Aos não “iniciados”: do que se trata a “ética da Modernidade”? Partindo aqui muito ligeiramente da abordagem de Habermas, poderíamos delinear essa ética pelo caráter responsivo que os “tempos modernos” exigem de cada um de nós perante a História, uma vez que a ruptura promovida pela era moderna é justamente a impossibilidade de fundamentarmos em outras épocas que não seja a atual uma orientação normativa para as nossas vidas, já que embarcamos, ao menos desde as grandes navegações no século XVI, em um processo de mudança social cujo moto contínuo é a sempre renovada expectativa do “novo”, abrindo, pois, todas as comportas da subjetividade humana.
Contudo, essa viagem sem volta dos homens e mulheres modernos não é um vale-tudo: viver em um regime de historicidade em que não há mais uma fonte de sentido unitária
para quaisquer preceitos e regras, tal como a religião um dia prometeu ser de
maneira inconteste, fez com que ganhássemos um bônus e pagássemos um tributo,
respectivamente, a autonomia do pensamento como o lócus do direito à crítica em
um mundo onde não há um recôndito sequer da realidade que não possa ser posto
em questão em um debate reconhecido por todos; e a vacuidade da condição moderna
onde, não raro, vemos a nós mesmos “à deriva” com essa ausência de um elemento
unificador das múltiplas filiações valorativas a que estamos sujeitos desde então.
Copo metade cheio,
metade vazio, eis que somos instados a fazer escolhas e estas, para retomar o
fio da discussão, têm uma inegável dimensão ética, sobretudo para quem não se vê
obrigado a abrir mão do potencial crítico da Modernidade para adotar posturas
dúbias como, por exemplo, a de quem presume (simulando até um certo charminho crítico) que todos os
discursos sobre as relações entre o Estado de Israel e o povo palestino em Gaza
e na Cisjordânia são verossímeis por terem igual pretensão de validade e, logo,
caberia a quem está longe das chamas e dos destroços nada além do que isenção de
ânimo. Afinal de contas, já temos problemas de sobra no Brasil para nos ater
à geografia do Oriente Médio. Ademais, alguém de boa-fé poderia complementar: como
não subestimar a complexidade daquele conflito sem se deixar levar pela
propaganda de guerra de Israel nem pela retórica do Hamas?
▬▬▬
*ATIVIDADES PROPOSTAS:*
A - No texto sobre a ética da Modernidade, troque "tributo" por "preço" e transcreva o trecho que vai de "Contudo, essa viagem" até "sujeitos desde então.", incluindo essas palavras.
B - Resuma o parágrafo do texto sobre a ética da Modernidade que começa com "Aos não “iniciados”", mantendo suas informações principais.
C - Escreva a continuação do texto sobre a ética da Modernidade, começando logo após a pergunta com que ele termina.

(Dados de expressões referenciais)
▬▬▬
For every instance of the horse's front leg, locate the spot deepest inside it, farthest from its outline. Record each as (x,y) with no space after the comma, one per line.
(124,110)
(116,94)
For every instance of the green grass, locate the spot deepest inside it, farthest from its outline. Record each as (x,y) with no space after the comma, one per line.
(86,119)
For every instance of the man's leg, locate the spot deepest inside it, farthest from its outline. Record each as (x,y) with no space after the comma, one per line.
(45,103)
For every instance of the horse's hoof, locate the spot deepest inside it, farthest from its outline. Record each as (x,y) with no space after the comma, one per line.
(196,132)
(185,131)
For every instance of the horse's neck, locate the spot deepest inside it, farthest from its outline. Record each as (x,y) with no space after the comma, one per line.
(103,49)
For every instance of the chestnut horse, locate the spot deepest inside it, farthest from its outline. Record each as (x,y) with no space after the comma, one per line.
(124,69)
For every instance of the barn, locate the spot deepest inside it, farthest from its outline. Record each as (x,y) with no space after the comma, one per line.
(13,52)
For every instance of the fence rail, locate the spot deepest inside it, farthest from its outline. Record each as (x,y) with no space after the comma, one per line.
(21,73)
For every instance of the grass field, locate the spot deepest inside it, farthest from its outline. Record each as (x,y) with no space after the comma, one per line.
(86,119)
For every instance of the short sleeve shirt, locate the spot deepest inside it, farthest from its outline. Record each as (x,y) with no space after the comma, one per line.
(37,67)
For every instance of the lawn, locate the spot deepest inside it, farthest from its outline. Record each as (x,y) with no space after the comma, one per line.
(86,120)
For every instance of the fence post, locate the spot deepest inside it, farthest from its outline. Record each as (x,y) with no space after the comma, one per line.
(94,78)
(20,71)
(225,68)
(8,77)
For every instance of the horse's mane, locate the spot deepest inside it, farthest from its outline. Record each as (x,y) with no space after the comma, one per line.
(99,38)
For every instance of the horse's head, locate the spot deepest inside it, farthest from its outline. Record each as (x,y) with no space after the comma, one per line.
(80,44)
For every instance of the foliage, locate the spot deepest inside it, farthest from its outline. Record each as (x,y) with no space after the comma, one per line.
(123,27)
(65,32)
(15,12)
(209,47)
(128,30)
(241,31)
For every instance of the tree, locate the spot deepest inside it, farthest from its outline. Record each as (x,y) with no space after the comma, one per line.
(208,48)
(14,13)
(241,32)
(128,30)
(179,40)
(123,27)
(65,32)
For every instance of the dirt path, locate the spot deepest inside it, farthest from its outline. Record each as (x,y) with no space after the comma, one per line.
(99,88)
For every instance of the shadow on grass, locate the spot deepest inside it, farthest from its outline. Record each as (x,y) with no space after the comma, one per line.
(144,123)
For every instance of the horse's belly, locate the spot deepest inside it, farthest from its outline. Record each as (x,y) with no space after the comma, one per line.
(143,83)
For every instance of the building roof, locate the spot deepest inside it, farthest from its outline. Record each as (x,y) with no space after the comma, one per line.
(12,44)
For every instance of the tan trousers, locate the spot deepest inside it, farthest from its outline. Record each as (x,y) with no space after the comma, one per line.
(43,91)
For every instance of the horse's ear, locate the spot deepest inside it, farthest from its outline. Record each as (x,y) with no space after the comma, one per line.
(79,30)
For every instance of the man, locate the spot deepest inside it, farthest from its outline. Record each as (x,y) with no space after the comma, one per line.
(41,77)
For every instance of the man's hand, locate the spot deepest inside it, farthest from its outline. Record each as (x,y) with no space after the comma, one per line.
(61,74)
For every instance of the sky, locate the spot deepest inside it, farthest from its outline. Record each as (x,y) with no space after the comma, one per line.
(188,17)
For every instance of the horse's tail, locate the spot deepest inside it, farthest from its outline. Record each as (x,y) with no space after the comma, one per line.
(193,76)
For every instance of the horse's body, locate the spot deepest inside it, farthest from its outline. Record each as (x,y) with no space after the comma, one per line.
▬▬▬
*RESPOSTAS DAS ATIVIDADES:*
A -
Contudo, essa viagem sem volta dos homens e mulheres modernos não é um vale-tudo: viver em um regime de historicidade em que não há mais uma fonte de sentido unitária
para quaisquer preceitos e regras, tal como a religião um dia prometeu ser de
maneira inconteste, fez com que ganhássemos um bônus e pagássemos um preço,
respectivamente, a autonomia do pensamento como o lócus do direito à crítica em
um mundo onde não há um recôndito sequer da realidade que não possa ser posto
em questão em um debate reconhecido por todos; e a vacuidade da condição moderna
onde, não raro, vemos a nós mesmos “à deriva” com essa ausência de um elemento
unificador das múltiplas filiações valorativas a que estamos sujeitos desde então.

B - Com base, de forma ligeira, na abordagem de Habermas, a ética da Modernidade pode ser delineada pelo caráter responsivo que os tempos modernos exigem de cada um de nós perante a História. A ruptura da era moderna é a impossibilidade de fundamentar em outra época que não a atual uma orientação normativa para nossas vidas. Isso ocorre porque, ao menos desde as grandes navegações do século XVI, vivemos um processo de mudança social movido pela expectativa sempre renovada do “novo”, que abriu todas as comportas da subjetividade humana.

C -
Eis uma resposta: ainda que nós, cientistas sociais, não deixemos de explorar todos os recursos semânticos possíveis da língua, materna ou não, em que desenvolvemos a nossa ciência para sermos eficazes na comunicação dos seus resultados perante nossos pares ou, em alguns casos, para sermos “lembrados” pelo mercado editorial, nem por isso a busca da verdade se deixa sacrificar pelo mero uso da retórica. Noutros termos, a verdade de uma proposição sobre a questão palestina não se confunde com um conjunto de crenças de um determinado público como a audiência cativa das mídias corporativas que se copiam no dito mundo ocidental retroalimentando o seu público com toda sorte de preconceitos sobre o mundo árabe e muçulmano.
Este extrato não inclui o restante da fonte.